» **SHORT PROBLEM 1**:
Answer these questions from the probability thread below, one answer per line:
(a) What distribution do X_1 and X_2 have?
(b) What density does the question's own solution arrive at?
(c) What density does Answer 1 give?

» **EXTRACT TO READ**:

#####

Find probability using distribution function method

Question

Let $X_1$ and $X_2$ be two independent random variables with distribution $U(0,1)$. Let $Y=|X_1-X_2|$. Find the distribution function and density of $Y$.

Solution: f(x1)=1 whenever x1 between 0 and 1 =0 Else where f(x2)=1 whenever x2 between 0 and 1 =0 Else where f(x1,x2)=1 whenever x1,x2 between 0 and 1 =0 Else where G(y)= P[-y <= x1-x2 <= y] =\int_{-y}^y \int_{x1_y}^{y+x1} 1 dx2 dx1 =\int_{-y}^y -2y dx1 =4y^2 when y between 0 and 1 =0 when y less than 0 =1 when y greater than 1 Thus, g(y)= \diff G(y) =8y Is it correct?

Answer 1

If we plot the region $$ \{(x,y)\in [0,1]^2: |x-y|\leqslant t\} $$ for $t\in(0,1)$, we see that it consists of all of $[0,1]^2$ except for the triangles with vertices $(t,0),(1,0),(1,1-t)$ and $(0,t), (0,1)$ and $(1-t,1)$. These are right triangles each with area $\frac12(1-t)^2$, and so the distribution function of $Y$ is $$ G(t) = 1 - (1-t)^2. $$ Differentiating yields the density $$ g(t) = \frac{\mathsf d}{\mathsf dt} G(t) = 2(1-t). $$

#####

» **RECORD LIST**:
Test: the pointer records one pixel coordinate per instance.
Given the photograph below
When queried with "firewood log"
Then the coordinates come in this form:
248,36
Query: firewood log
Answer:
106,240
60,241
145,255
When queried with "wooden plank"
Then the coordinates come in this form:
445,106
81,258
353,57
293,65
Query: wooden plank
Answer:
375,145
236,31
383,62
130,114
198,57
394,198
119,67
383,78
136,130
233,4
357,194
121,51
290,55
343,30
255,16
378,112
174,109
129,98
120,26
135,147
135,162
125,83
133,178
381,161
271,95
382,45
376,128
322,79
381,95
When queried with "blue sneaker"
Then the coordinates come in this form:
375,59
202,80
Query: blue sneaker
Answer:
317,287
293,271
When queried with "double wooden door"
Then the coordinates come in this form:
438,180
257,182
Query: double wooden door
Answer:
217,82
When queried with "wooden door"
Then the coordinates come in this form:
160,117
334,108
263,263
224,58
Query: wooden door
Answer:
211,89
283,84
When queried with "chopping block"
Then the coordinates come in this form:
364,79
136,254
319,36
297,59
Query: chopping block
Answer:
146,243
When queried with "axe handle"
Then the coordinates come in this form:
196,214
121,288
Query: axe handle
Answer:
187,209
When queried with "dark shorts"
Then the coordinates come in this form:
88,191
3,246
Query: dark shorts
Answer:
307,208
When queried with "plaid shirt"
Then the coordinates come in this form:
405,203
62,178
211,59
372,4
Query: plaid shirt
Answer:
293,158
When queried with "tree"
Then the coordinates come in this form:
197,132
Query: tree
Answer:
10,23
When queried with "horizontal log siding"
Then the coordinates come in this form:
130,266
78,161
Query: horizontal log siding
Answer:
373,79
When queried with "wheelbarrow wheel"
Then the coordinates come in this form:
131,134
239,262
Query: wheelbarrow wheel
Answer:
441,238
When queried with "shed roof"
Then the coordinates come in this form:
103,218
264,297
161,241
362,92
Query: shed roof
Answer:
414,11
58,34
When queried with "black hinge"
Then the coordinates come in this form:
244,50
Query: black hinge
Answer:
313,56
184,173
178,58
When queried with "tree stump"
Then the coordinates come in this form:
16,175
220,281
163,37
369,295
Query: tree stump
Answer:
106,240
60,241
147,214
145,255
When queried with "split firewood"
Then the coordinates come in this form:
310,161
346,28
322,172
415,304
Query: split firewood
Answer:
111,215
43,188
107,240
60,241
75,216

#####

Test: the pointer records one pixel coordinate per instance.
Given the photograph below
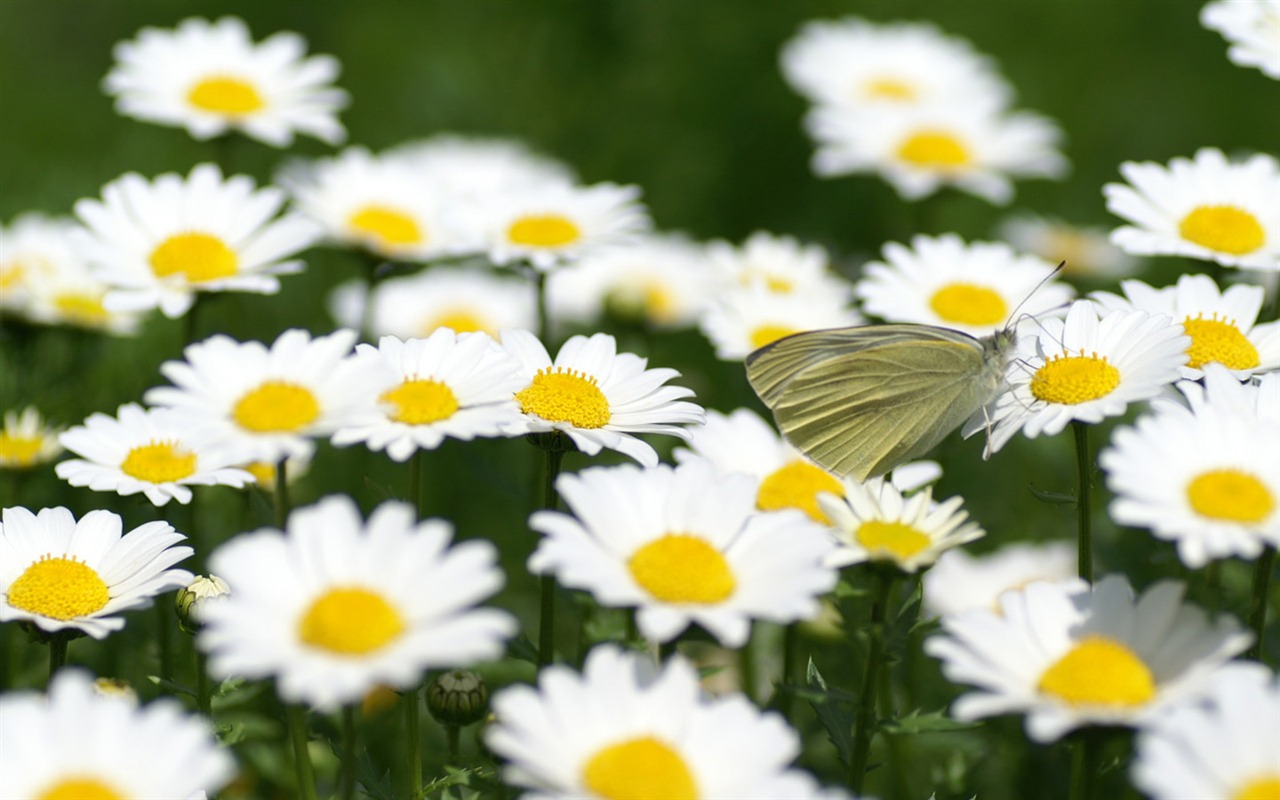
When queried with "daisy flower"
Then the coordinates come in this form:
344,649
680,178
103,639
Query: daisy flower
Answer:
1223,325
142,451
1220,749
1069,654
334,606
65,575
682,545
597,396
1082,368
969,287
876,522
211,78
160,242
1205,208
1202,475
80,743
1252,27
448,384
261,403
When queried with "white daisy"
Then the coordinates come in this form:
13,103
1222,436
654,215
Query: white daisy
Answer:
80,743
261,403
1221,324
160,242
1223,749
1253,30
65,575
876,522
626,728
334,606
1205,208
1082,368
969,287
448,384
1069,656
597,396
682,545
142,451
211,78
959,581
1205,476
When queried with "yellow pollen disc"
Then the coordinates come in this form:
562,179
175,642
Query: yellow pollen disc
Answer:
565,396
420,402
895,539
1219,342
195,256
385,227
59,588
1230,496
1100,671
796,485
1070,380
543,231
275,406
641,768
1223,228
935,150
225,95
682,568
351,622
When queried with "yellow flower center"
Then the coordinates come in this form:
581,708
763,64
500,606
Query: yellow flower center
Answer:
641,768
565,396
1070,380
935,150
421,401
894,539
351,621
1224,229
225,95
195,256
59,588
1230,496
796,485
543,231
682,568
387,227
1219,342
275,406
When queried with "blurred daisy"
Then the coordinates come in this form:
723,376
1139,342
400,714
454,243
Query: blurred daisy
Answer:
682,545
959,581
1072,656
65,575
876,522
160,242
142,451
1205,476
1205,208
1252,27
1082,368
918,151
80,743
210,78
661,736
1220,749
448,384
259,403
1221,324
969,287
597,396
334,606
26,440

#####

» **SHORT PROBLEM 2**:
Return every line of the records above that contains the string "blue". Case counts.

» **EXPECTED ANSWER 1**:
(a) U(0,1), and the two are independent.
(b) g(y) = 8y
(c) g(t) = 2(1-t)

» **EXPECTED ANSWER 2**:
When queried with "blue sneaker"
Query: blue sneaker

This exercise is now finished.